Data provided:
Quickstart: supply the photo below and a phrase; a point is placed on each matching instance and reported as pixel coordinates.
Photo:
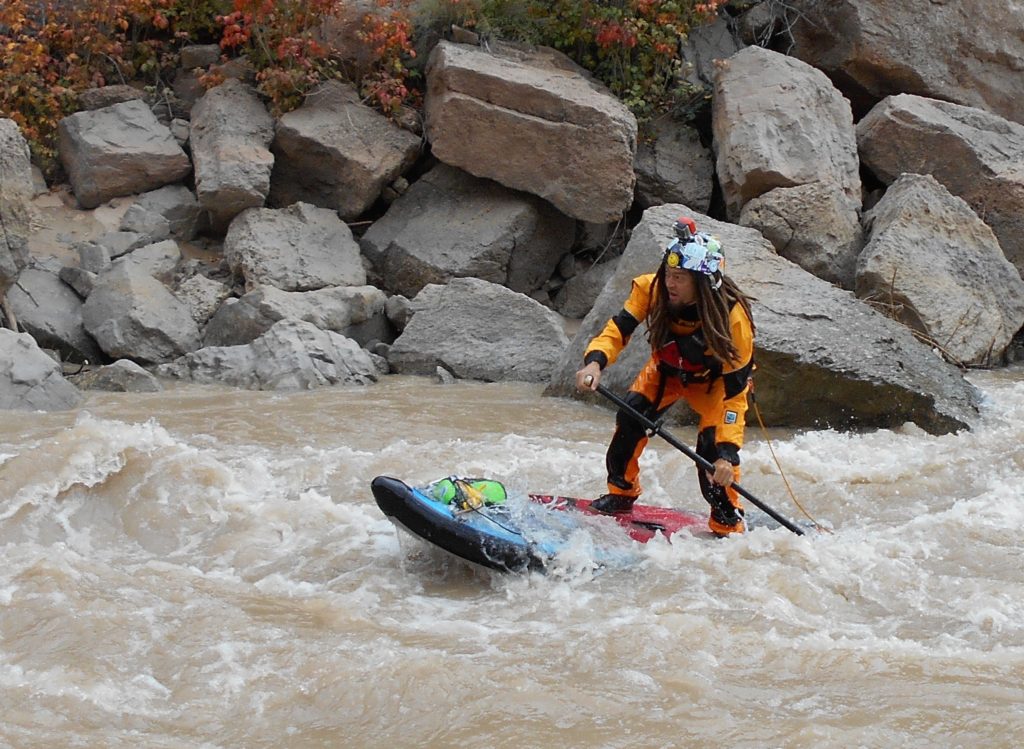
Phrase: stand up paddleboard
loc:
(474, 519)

What to work on: Express the listing as a Markdown table with the columns Row and Line, giving each non-blank line its own numbered row. Leave out the picture.

Response:
| Row | Line |
|---|---|
| 1 | Quickstart: supply the photo below and a phrase; a point is placed on each matching instance and reported as pixel coordinates. |
| 2 | Photo: |
| 3 | Phrase: stand up paddleboard |
| 4 | loc: |
| 5 | (474, 519) |